> **Task brief**: What follows is a set of entries. Repeat them exactly, but not their pictures.

Referring expression data:

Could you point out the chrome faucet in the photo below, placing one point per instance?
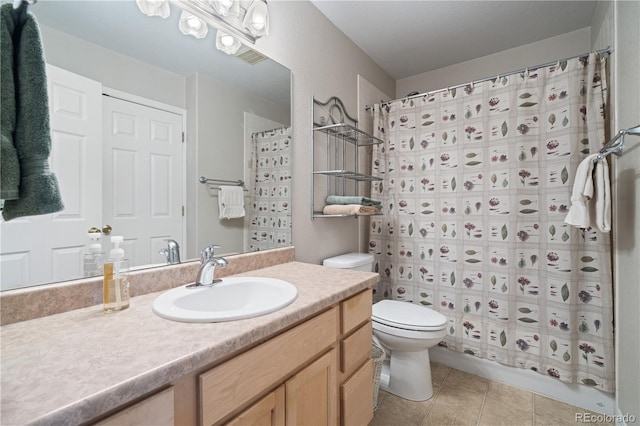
(208, 263)
(172, 252)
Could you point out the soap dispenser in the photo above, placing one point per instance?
(116, 280)
(94, 257)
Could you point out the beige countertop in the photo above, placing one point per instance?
(71, 367)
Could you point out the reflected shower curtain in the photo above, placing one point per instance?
(476, 184)
(270, 208)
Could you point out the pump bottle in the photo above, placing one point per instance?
(116, 280)
(94, 257)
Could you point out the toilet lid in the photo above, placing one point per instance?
(407, 315)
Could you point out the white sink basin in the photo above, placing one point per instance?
(232, 299)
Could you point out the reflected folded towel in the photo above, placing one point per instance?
(348, 199)
(356, 209)
(231, 202)
(591, 196)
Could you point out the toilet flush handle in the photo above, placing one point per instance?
(376, 342)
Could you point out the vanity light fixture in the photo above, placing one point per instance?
(192, 25)
(226, 7)
(256, 20)
(227, 43)
(235, 22)
(154, 7)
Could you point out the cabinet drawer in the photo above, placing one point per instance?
(356, 397)
(232, 384)
(356, 310)
(355, 349)
(155, 410)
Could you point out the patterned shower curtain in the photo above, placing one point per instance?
(476, 184)
(270, 208)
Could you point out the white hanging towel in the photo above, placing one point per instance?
(231, 202)
(591, 196)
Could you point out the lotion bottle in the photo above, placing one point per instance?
(116, 280)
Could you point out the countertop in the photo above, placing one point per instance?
(74, 366)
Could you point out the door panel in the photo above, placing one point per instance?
(143, 172)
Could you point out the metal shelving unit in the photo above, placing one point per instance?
(342, 141)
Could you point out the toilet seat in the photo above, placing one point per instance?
(407, 316)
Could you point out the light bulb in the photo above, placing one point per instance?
(258, 20)
(194, 23)
(227, 40)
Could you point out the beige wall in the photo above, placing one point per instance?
(626, 199)
(547, 50)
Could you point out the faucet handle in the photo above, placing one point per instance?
(208, 252)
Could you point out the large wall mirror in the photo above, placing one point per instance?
(123, 89)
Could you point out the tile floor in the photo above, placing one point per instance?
(461, 398)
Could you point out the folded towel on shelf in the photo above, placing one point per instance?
(39, 192)
(591, 196)
(355, 209)
(231, 202)
(349, 199)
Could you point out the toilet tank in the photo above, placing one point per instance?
(356, 261)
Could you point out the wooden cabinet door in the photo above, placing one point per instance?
(356, 397)
(268, 411)
(311, 395)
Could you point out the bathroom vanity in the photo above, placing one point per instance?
(306, 363)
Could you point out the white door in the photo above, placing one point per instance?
(47, 248)
(143, 178)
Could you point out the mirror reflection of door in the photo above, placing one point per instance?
(148, 181)
(142, 178)
(46, 248)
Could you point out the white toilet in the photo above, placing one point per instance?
(357, 261)
(406, 331)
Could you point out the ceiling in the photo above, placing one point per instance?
(120, 26)
(406, 38)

> **Solution**:
Could you point out the chrome faucet in the photo below, placing one point per instance?
(208, 263)
(172, 252)
Could you point out the soap dispenser in the photo above, placing one point per instance?
(116, 280)
(94, 257)
Could you point out the beige countertop in the photo above, placing one point per instance?
(71, 367)
Could you point out the reflected shower curtain in the photo above, placing one point per instance?
(476, 184)
(270, 208)
Could you point out the pump bottle in the photo above, placing one point per instance?
(116, 280)
(94, 257)
Could you point out the toilet lid in the photo above, placing one point per instance?
(407, 315)
Could you point out the white sink basin in the photo above, placing one point per instance?
(232, 299)
Could you point out the reflected folded towel in the photo above, placing one point per instance?
(348, 199)
(356, 209)
(231, 202)
(591, 196)
Could you point out the toilet flush handle in the photo above, placing one point per instance?
(376, 342)
Could you point out the vanity light fixture in the photo above, placing one point per instance?
(192, 25)
(226, 7)
(256, 20)
(227, 43)
(235, 22)
(154, 7)
Could you point out the cabinet drawer in the photo above, placing one point per instance?
(356, 397)
(232, 384)
(356, 310)
(355, 349)
(155, 410)
Could you point out the patterned shower curtain in the photo above, placing one point per instance?
(476, 184)
(270, 208)
Could you point out the white hanging towel in the photo above, placing one point per instance?
(231, 202)
(591, 196)
Could you point out the lotion bottle in the photo above, placing one point per instance?
(116, 280)
Could you point out the countertop in the photo above, placing one point per instance?
(74, 366)
Could you point out the door panel in the photo above, placing one point per instance?
(143, 172)
Could you point out the metal shelving unit in the photo above, placing one point per instance?
(342, 141)
Could you point out the toilet seat in the photo above, placing one point per instance?
(407, 316)
Could you point out the light bulb in the photo above, placing one point per instance?
(258, 20)
(194, 23)
(227, 40)
Could you point out the beige wall in the photo above, placing one point per instance?
(626, 199)
(547, 50)
Could you point out the faucet handle in the photo above, placing one point per instance?
(208, 252)
Could you point out the large wall mirror in the photo above, placing one point per instance?
(123, 89)
Could you point out the tile floor in the photo above, placing one point per instance?
(461, 398)
Could you point out the folded towel on shelf in the photo above, placing one point per instance?
(39, 192)
(591, 196)
(355, 209)
(231, 202)
(349, 199)
Could you point out the toilet tank in the photo above, placing one point per instance?
(356, 261)
Could you point out the wooden cabinet door in the photo above, placing one point per instance?
(356, 397)
(268, 411)
(311, 395)
Could you point out the bathroom vanity in the photo above, placing one point per instance?
(306, 363)
Could you point out the white door in the photo above, placing one point per instance?
(47, 248)
(143, 178)
Could you point out the mirror reflection of door in the photo above, placing one point per instance?
(148, 181)
(142, 178)
(46, 248)
Could you point out the white toilet in the photo above, placing one point per instance?
(357, 261)
(406, 331)
Could you point out the ceiling in the photo above, placing one point per instance?
(120, 26)
(406, 38)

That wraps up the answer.